* Document section *

--------------------

The country's Ministry of Health, Labour and Welfare has enlisted the help of Sailor Moon to raise awareness of the rise of STIs like HIV and syphilis in the country, the BBC reported.

The hugely popular Sailor Moon was adapted from manga comics into a TV series in the 1990s and was released overseas, including in the U.S. and Australia, with an English voiceover.

The "pretty soldier", as the famous blonde heroine is known, features on fliers and condoms that are being handed out to young women at various venues around the country.

The flier's threatening message – "If you don't get tested, I will punish you!" – is a modified version of Sailor Moon's usual catchphrase: "In the name of the moon, I will punish you!"

The government said
it will also distribute around 60,000 pink, heart-shaped information packs, which it hopes will help prevent and boost the early detection and treatment of STIs.

STIs have spiked in Japan in recent years, with 3,284 cases recorded this October, compared with never more than a thousand in the 1990s, according to reports.
Instances of syphilis, for example, have risen dramatically in the last five years. 2,697 people had the disease in 2015 – more than four times the number of cases recorded in 2010.

--------------------

Excerpts from a dataset
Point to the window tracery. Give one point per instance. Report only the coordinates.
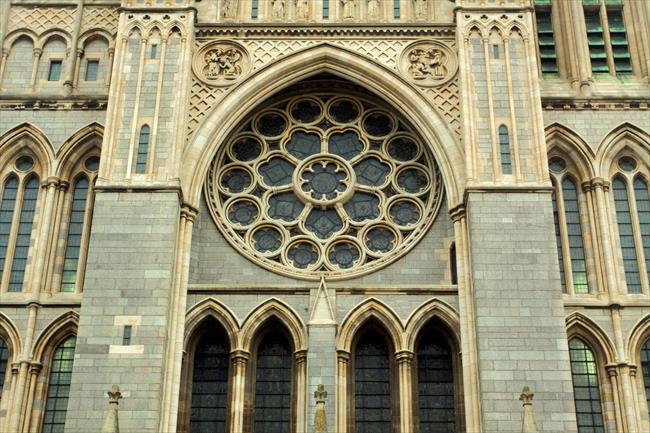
(324, 183)
(631, 196)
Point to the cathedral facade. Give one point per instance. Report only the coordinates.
(311, 216)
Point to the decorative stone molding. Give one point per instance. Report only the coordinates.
(428, 63)
(221, 63)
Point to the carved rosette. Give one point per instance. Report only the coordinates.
(428, 63)
(221, 63)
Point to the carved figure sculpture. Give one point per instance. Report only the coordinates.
(302, 9)
(420, 7)
(229, 8)
(348, 8)
(222, 63)
(427, 63)
(278, 9)
(373, 9)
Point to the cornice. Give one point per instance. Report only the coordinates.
(323, 30)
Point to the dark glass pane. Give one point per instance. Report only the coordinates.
(346, 145)
(372, 385)
(243, 212)
(344, 254)
(306, 111)
(301, 145)
(378, 124)
(645, 370)
(273, 385)
(210, 384)
(626, 236)
(372, 172)
(323, 223)
(643, 210)
(380, 240)
(585, 387)
(59, 387)
(504, 147)
(277, 172)
(271, 124)
(303, 254)
(246, 149)
(574, 233)
(7, 208)
(236, 180)
(21, 251)
(75, 233)
(558, 242)
(143, 150)
(285, 206)
(344, 111)
(363, 206)
(267, 239)
(437, 411)
(4, 358)
(405, 213)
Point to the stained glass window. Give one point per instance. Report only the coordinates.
(21, 250)
(574, 234)
(210, 383)
(58, 388)
(626, 235)
(504, 149)
(372, 385)
(437, 409)
(273, 385)
(645, 370)
(586, 389)
(143, 150)
(7, 206)
(75, 234)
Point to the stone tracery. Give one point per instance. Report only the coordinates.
(324, 184)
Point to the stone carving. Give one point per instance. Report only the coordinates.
(220, 64)
(320, 420)
(429, 63)
(302, 9)
(348, 8)
(373, 9)
(420, 7)
(229, 8)
(278, 9)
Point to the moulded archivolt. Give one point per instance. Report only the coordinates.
(323, 184)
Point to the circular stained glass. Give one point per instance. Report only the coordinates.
(556, 164)
(92, 163)
(324, 184)
(24, 163)
(627, 164)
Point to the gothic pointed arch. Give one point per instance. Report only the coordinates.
(59, 329)
(10, 334)
(624, 136)
(295, 67)
(566, 142)
(27, 137)
(269, 310)
(210, 308)
(435, 310)
(580, 326)
(370, 310)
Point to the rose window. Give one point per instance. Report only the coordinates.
(324, 185)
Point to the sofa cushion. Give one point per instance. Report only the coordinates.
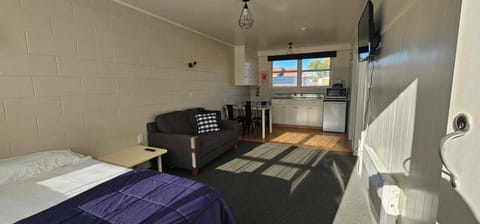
(207, 123)
(190, 113)
(211, 141)
(175, 122)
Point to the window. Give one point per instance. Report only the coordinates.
(285, 73)
(311, 72)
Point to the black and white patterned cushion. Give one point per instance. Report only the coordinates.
(207, 123)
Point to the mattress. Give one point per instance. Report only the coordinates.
(30, 196)
(141, 196)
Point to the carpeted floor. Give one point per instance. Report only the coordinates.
(274, 183)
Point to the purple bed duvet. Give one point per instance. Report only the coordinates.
(141, 196)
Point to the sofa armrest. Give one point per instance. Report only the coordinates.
(230, 124)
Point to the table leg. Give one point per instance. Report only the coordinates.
(270, 119)
(263, 123)
(159, 162)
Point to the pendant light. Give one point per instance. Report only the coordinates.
(246, 18)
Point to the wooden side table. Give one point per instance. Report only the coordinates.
(133, 156)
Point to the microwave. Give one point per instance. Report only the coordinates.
(337, 93)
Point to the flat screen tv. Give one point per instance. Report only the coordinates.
(367, 40)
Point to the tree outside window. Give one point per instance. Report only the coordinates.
(311, 72)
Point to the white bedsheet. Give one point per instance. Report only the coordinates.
(22, 199)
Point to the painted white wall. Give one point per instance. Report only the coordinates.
(410, 97)
(462, 205)
(89, 75)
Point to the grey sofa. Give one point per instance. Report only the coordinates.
(177, 132)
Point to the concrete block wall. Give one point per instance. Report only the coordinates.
(89, 74)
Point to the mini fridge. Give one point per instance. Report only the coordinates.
(335, 115)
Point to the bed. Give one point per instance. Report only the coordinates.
(84, 190)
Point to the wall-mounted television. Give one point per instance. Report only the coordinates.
(368, 41)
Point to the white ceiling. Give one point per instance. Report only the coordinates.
(277, 22)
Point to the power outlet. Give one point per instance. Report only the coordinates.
(140, 139)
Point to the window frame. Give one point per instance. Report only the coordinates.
(300, 72)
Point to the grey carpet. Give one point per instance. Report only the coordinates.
(274, 183)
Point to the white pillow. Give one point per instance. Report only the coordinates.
(23, 167)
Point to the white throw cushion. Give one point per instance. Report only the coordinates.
(23, 167)
(207, 123)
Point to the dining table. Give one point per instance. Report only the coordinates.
(263, 109)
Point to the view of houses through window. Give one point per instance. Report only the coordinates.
(309, 72)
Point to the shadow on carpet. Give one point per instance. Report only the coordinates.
(275, 183)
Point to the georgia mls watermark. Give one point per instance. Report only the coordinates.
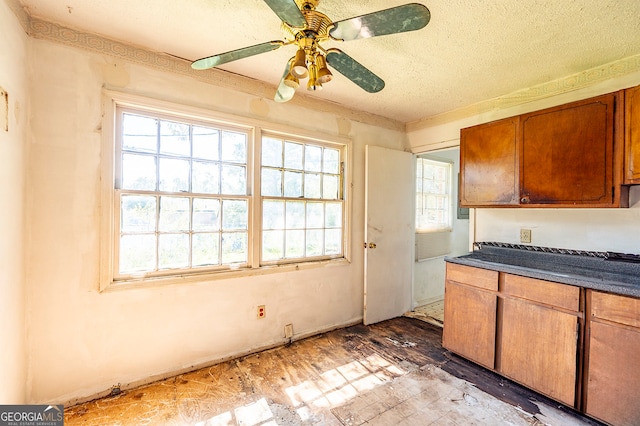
(31, 415)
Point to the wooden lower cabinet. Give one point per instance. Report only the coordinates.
(530, 330)
(613, 371)
(470, 313)
(470, 323)
(539, 348)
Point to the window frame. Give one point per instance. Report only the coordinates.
(450, 194)
(114, 101)
(342, 191)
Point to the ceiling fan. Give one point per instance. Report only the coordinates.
(307, 28)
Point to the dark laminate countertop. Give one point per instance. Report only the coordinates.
(594, 270)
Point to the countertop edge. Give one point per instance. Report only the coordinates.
(584, 281)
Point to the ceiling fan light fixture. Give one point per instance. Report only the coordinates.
(299, 68)
(291, 81)
(323, 75)
(313, 84)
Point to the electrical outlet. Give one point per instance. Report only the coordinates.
(288, 331)
(525, 235)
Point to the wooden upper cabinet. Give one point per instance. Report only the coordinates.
(632, 135)
(567, 154)
(489, 164)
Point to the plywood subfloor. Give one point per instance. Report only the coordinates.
(394, 372)
(433, 313)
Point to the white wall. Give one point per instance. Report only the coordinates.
(81, 342)
(581, 229)
(13, 62)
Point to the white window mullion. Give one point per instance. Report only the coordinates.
(255, 198)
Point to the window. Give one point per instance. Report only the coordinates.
(433, 195)
(301, 200)
(188, 198)
(181, 195)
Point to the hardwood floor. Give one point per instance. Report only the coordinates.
(393, 372)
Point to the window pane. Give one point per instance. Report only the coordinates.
(139, 133)
(174, 175)
(293, 155)
(234, 215)
(271, 152)
(205, 143)
(314, 242)
(292, 184)
(312, 185)
(330, 187)
(174, 138)
(295, 215)
(333, 215)
(234, 147)
(138, 172)
(137, 253)
(173, 251)
(433, 197)
(315, 215)
(206, 178)
(295, 244)
(205, 249)
(174, 214)
(138, 213)
(234, 247)
(333, 241)
(271, 182)
(331, 162)
(206, 214)
(272, 245)
(312, 158)
(234, 180)
(273, 215)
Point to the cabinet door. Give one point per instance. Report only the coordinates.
(539, 348)
(489, 164)
(470, 323)
(613, 385)
(632, 135)
(567, 154)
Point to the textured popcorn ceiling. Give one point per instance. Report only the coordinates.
(471, 51)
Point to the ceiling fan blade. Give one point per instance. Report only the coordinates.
(287, 11)
(409, 17)
(245, 52)
(354, 71)
(284, 92)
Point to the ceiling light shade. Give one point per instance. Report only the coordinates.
(299, 68)
(313, 83)
(324, 75)
(291, 81)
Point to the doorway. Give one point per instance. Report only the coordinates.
(433, 245)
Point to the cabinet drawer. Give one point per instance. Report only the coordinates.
(476, 277)
(553, 294)
(620, 309)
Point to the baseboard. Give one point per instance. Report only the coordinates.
(71, 401)
(428, 301)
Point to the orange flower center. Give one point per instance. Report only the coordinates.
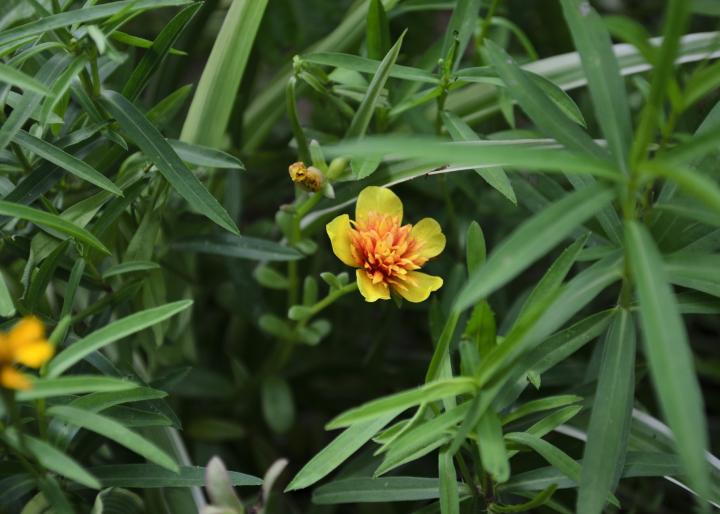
(384, 249)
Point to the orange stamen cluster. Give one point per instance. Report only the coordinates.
(385, 250)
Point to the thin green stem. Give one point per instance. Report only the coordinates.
(486, 22)
(24, 162)
(328, 300)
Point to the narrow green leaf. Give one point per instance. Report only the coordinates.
(77, 16)
(215, 95)
(15, 77)
(204, 156)
(140, 42)
(25, 107)
(115, 431)
(490, 440)
(7, 306)
(669, 355)
(60, 86)
(694, 183)
(449, 496)
(495, 177)
(609, 427)
(363, 115)
(337, 452)
(378, 30)
(51, 221)
(55, 495)
(605, 83)
(531, 241)
(553, 278)
(524, 337)
(241, 247)
(76, 384)
(555, 456)
(152, 143)
(42, 278)
(150, 476)
(544, 113)
(363, 65)
(677, 16)
(372, 490)
(153, 58)
(529, 155)
(475, 248)
(537, 501)
(420, 440)
(66, 161)
(539, 405)
(696, 271)
(561, 345)
(111, 333)
(49, 457)
(129, 267)
(461, 26)
(398, 402)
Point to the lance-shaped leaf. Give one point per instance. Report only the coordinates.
(153, 144)
(531, 241)
(112, 332)
(669, 355)
(52, 221)
(611, 414)
(115, 431)
(66, 161)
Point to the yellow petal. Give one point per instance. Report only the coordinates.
(11, 378)
(428, 233)
(35, 354)
(380, 200)
(418, 286)
(371, 292)
(339, 233)
(26, 331)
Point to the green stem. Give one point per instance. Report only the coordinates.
(328, 300)
(486, 23)
(21, 157)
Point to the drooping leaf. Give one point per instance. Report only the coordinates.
(530, 241)
(152, 143)
(668, 352)
(111, 333)
(115, 431)
(609, 427)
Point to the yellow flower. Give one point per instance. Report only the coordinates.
(24, 344)
(386, 253)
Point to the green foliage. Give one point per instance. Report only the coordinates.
(566, 364)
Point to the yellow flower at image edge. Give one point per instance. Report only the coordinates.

--------------------

* To do *
A) Repeat the part of the Sailor Moon health campaign passage starting with "The government said" and going on through "recorded in 2010.".
B) Pick up the Sailor Moon health campaign passage after its final sentence and write what comes next.
These rows are drawn from a separate source, not from the Sailor Moon health campaign passage.

* Per-task outputs *
A)
The government said
it will also distribute around 60,000 pink, heart-shaped information packs, which it hopes will help prevent and boost the early detection and treatment of STIs.

STIs have spiked in Japan in recent years, with 3,284 cases recorded this October, compared with never more than a thousand in the 1990s, according to reports.
Instances of syphilis, for example, have risen dramatically in the last five years. 2,697 people had the disease in 2015 – more than four times the number of cases recorded in 2010.

B)
This reported increase in STIs is counter-intuitive, given that recent Japanese survey data has suggested an increasing number of young people remain virgins for longer. Other research has also shown a lack of interest in sex and conventional relationships among the population.

The country's falling birth rate has even been called a "demographic time bomb" and data has suggested that the country's population could fall by half in 24 years.

While the reasons behind this change in attitudes towards sex are many and complicated (ranging from economic factors to a change in social attitudes and the place of women in society), some blame the Japanese government and the education system for emphasising the risks of sex, such as STIs, rape, and teenage abortion, above all else.

Whatever you might think of the new campaign, at least it promotes safe sex rather than no sex at all.